*** Opening Extract ***

Targeted breast-cancer drug: no nausea, and hair stays in

2013-02-23T00:00:00Z Targeted breast-cancer drug: no nausea, and hair stays inThe Associated Press The Associated Press
February 23, 2013 12:00 am  • 

WASHINGTON - The Food and Drug Administration has approved a first-of-a-kind breast-cancer medication that targets tumor cells while sparing healthy ones.

The drug Kadcyla from Roche combines the established drug Herceptin with a powerful chemotherapy drug and a third chemical linking them together. The chemical keeps the cocktail intact until it binds to a cancer cell, delivering a dose of anti-tumor poison.

Cancer researchers say the drug is an important step forward because it delivers more medication while reducing the unpleasant side effects of chemotherapy.

"This antibody goes seeking out the tumor cells, gets internalized and then explodes them from within. So it's very kind and gentle on the patients - there's no hair loss, no nausea, no vomiting," said Dr. Melody Cobleigh of Rush University Medical Center. "It's a revolutionary way of treating cancer."

Cobleigh helped conduct the key studies of the drug at the Chicago facility.

The FDA approved the new treatment for about 20 percent of breast-cancer patients with a form of the disease that is typically more aggressive and less responsive to hormone therapy. These patients have tumors that overproduce a protein known as HER-2. Breast cancer is the second-most-deadly form of cancer in U.S. women, and is expected to kill more than 39,000 Americans this year, according to the National Cancer Institute.

The approval will help Roche's Genentech unit build on the blockbuster success of Herceptin, which has long dominated the breast-cancer marketplace. The drug had sales of roughly $6 billion last year.

Genentech said Friday that Kadcyla will cost $9,800 per month, compared to $4,500 per month for regular Herceptin. The company estimates a full course of Kadcyla, about nine months of medicine, will cost $94,000.

FDA scientists said they approved the drug based on company studies showing Kadcyla delayed the progression of breast cancer by several months. Overall, patients taking Kadcyla lived about 2.6 years, compared with two years for patients taking the other drugs.

*** Closing Extract ***
*** Opening Supplied information ***

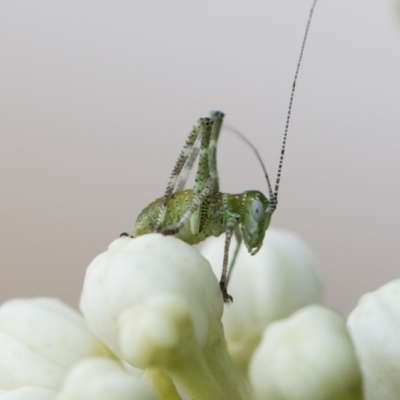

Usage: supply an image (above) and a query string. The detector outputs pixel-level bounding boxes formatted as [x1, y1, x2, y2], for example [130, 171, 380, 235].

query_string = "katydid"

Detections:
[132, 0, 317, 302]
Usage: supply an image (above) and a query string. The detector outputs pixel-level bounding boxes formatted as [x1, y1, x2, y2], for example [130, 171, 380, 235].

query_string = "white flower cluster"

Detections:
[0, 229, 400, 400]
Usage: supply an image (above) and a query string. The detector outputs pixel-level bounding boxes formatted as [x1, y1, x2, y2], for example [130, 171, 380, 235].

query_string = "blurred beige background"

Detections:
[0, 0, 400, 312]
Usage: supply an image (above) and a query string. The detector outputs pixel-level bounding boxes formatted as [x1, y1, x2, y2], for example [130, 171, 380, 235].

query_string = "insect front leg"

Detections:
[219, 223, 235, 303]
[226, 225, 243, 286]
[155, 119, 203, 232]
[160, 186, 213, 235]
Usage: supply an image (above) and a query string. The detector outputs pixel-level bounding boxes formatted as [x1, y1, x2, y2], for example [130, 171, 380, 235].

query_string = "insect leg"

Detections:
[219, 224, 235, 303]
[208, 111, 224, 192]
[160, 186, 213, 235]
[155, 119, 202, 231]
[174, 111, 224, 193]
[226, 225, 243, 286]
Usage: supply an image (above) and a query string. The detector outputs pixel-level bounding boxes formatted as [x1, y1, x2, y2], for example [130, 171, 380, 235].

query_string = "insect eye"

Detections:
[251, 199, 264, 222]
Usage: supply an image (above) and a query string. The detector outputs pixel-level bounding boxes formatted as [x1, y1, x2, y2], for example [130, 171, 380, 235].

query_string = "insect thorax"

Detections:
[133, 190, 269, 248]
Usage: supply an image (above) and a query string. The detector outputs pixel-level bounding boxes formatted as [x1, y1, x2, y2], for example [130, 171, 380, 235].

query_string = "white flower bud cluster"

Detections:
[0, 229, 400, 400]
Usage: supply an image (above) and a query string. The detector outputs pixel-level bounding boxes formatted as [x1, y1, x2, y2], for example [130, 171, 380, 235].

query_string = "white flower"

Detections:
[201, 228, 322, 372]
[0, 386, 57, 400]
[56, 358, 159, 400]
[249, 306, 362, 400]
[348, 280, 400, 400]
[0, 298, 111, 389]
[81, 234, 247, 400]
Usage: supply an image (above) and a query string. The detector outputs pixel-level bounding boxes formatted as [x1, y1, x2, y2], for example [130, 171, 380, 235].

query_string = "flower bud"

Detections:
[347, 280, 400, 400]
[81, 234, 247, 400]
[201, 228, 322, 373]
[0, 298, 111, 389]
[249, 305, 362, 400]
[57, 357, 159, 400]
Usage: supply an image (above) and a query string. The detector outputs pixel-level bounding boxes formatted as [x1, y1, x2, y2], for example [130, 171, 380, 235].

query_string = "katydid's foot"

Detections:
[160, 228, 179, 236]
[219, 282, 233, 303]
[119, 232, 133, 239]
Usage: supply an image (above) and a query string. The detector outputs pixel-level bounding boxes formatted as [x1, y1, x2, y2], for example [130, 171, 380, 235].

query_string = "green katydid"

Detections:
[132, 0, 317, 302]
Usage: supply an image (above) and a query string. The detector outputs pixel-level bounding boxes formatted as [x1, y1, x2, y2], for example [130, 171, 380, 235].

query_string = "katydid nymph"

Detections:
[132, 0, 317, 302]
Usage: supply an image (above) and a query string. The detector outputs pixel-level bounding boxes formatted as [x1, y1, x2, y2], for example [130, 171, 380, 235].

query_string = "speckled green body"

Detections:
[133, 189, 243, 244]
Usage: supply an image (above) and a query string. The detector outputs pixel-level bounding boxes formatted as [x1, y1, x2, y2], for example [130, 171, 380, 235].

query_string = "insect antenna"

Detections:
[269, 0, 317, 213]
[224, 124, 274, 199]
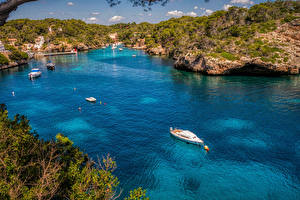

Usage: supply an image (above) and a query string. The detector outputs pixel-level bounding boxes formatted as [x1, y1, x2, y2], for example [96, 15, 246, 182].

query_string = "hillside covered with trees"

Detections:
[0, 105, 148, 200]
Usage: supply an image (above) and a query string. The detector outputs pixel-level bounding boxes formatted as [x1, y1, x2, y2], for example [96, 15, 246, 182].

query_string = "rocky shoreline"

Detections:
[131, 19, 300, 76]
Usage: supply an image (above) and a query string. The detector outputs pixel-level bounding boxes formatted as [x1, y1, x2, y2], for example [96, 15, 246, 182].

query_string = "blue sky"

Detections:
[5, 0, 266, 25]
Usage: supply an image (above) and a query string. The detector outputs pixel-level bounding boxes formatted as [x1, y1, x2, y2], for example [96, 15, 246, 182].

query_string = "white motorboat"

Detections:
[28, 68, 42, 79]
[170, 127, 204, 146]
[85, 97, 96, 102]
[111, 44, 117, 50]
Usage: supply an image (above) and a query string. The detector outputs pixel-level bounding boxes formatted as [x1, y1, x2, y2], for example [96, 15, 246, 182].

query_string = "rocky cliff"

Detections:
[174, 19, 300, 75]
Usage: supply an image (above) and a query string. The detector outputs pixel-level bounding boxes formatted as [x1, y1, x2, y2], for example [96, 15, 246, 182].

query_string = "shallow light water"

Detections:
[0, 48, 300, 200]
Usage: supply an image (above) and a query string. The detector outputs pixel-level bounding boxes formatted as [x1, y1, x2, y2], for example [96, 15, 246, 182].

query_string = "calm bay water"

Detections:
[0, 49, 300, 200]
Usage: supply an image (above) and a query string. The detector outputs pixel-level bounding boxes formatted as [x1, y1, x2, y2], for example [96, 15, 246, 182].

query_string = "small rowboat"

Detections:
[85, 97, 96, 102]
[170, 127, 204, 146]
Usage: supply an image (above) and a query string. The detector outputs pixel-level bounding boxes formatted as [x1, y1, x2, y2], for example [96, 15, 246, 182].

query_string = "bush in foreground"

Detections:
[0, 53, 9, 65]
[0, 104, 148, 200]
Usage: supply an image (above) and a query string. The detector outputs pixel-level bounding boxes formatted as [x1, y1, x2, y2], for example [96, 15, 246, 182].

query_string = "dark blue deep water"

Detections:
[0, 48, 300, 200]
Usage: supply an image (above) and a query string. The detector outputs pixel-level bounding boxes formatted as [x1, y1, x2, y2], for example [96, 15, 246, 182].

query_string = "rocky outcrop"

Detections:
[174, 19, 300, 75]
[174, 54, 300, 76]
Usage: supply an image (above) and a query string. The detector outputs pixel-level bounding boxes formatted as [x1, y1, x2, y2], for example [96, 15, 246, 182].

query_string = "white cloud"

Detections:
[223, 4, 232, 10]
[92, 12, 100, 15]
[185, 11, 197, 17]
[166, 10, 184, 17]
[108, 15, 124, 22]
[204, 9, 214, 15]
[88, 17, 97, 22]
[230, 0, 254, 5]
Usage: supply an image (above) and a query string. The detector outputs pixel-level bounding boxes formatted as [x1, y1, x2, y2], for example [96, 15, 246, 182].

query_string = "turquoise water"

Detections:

*** Closing Supplied information ***

# Tasks to complete
a: In the Kadcyla article, shorten the paragraph beginning "The FDA approved the new treatment" into a bulleted list that keeps its main facts.
b: Transcribe the Kadcyla article word for word, starting at "The drug Kadcyla" and ending at "the Chicago facility.".
Work only from the text and leave the records aside.

# Results of the exercise
a:
- The FDA approved the treatment for about 20 percent of breast-cancer patients.
- Their form of the disease is typically more aggressive and less responsive to hormone therapy.
- Their tumors overproduce a protein called HER-2.
- Breast cancer is the second-most-deadly cancer in U.S. women.
- The National Cancer Institute expects it to kill more than 39,000 Americans this year.

b:
The drug Kadcyla from Roche combines the established drug Herceptin with a powerful chemotherapy drug and a third chemical linking them together. The chemical keeps the cocktail intact until it binds to a cancer cell, delivering a dose of anti-tumor poison.

Cancer researchers say the drug is an important step forward because it delivers more medication while reducing the unpleasant side effects of chemotherapy.

"This antibody goes seeking out the tumor cells, gets internalized and then explodes them from within. So it's very kind and gentle on the patients - there's no hair loss, no nausea, no vomiting," said Dr. Melody Cobleigh of Rush University Medical Center. "It's a revolutionary way of treating cancer."

Cobleigh helped conduct the key studies of the drug at the Chicago facility.